- [Material provided]:
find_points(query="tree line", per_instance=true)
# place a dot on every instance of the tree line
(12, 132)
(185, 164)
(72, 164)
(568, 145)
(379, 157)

- [Short task]: Retype every one of the entries above, copying each line with no changes.

- [Full answer]:
find_points(query="tree line", per_instance=true)
# place a dot on every instance of the tree line
(12, 132)
(185, 164)
(72, 164)
(568, 145)
(379, 157)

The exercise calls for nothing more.